▸ Excerto do documento:
* * * *
Veja-se as alterações à LGTFP introduzidas pela Lei n.º 82/2019, de 2 de setembro, que veio estabelecer a obrigatoriedade dos empregadores públicos custearem as despesas com formação profissional obrigatória e de renovação dos títulos profissionais, exigidos por lei para o desempenho da atividade profissional dos trabalhadores, contribuindo para a elevação do nível de produtividade do trabalhador, nomeadamente proporcionando-lhes formação profissional, incluindo a que seja obrigatória à manutenção ou renovação dos títulos profissionais obrigatórios para o desempenho das funções integradas no conteúdo funcional das respetivas carreiras, e reembolsando as despesas com formação obrigatória sempre que esta não seja diretamente assegurada pelo empregador público, bem como suportando os encargos com a obtenção do título habilitante, quando posterior à constituição da relação jurídica de emprego público e suceda por causa ou no interessa da mesma.

 

      1. Dever do trabalhador:

De acordo com o artigo 73.º da LGTFP, constitui dever do trabalhador frequentar ações de formação e aperfeiçoamento profissional na atividade em que exerce funções, das quais apenas pode ser dispensado por motivo atendível, conjugado com o artigo 15.º do Decreto-Lei n.º 86-A/2016, de 29 de dezembro, que determina ser dever do trabalhador enquanto formando, cumprir as suas obrigações legais em matéria de formação, respeitando a duração e horários estabelecidos na formação, participando ativamente nas ações de formação, partilhar informação, os recursos didáticos e os métodos pedagógicos, no sentido de difundir conhecimentos e boas práticas em contexto de trabalho.

 

  1. Do Trabalho Suplementar:

O trabalho suplementar encontra-se previsto na LGTFP que determina a sua aplicabilidade aos trabalhadores com vínculo de emprego público, com as necessárias adaptações e sem prejuízo do disposto no artigo 120.º e seguintes, a aplicação do regime do Código do Trabalho em matéria de trabalho suplementar, com respeito pelos limites previstos pelo artigo 120.º da LGTFP, que impõe os seguintes limites por trabalhador:

            a) 150 horas de trabalho por ano;

b) Duas horas por dia normal de trabalho;

c) Um número de horas igual ao período normal de trabalho diário, nos dias de descanso semanal, obrigatório ou complementar, e nos feriados;

d) Um número de horas igual a meio período normal de trabalho diário em meio dia de descanso complementar.
* * * *
(Dados de associação entre texto e região)
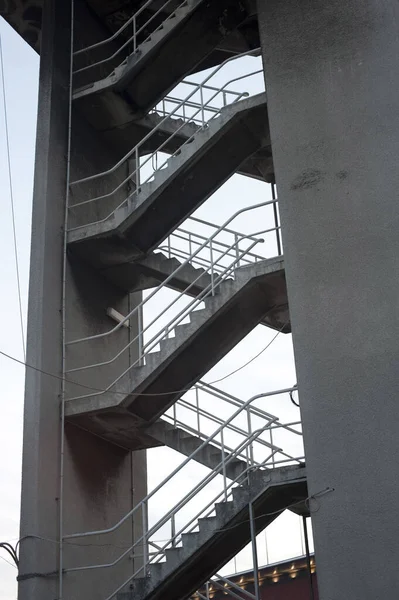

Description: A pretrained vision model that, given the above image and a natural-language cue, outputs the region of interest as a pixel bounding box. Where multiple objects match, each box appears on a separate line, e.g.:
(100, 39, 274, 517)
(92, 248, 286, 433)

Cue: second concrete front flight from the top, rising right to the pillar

(68, 94, 270, 255)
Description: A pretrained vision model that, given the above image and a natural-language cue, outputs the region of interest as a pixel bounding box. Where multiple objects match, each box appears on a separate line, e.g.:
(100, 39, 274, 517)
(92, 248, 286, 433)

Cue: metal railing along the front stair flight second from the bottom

(66, 200, 277, 400)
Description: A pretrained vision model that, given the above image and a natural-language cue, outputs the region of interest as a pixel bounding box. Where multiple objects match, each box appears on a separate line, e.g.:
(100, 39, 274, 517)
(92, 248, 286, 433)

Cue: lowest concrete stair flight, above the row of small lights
* * * *
No excerto, substitua "150 horas" por "200 horas" e reproduza o trecho que se inicia com as palavras "O trabalho suplementar encontra-se" e se encerra com "de descanso complementar.". Os registos constituem material independente do excerto.

▸ Resolução do problema:
O trabalho suplementar encontra-se previsto na LGTFP que determina a sua aplicabilidade aos trabalhadores com vínculo de emprego público, com as necessárias adaptações e sem prejuízo do disposto no artigo 120.º e seguintes, a aplicação do regime do Código do Trabalho em matéria de trabalho suplementar, com respeito pelos limites previstos pelo artigo 120.º da LGTFP, que impõe os seguintes limites por trabalhador:

            a) 200 horas de trabalho por ano;

b) Duas horas por dia normal de trabalho;

c) Um número de horas igual ao período normal de trabalho diário, nos dias de descanso semanal, obrigatório ou complementar, e nos feriados;

d) Um número de horas igual a meio período normal de trabalho diário em meio dia de descanso complementar.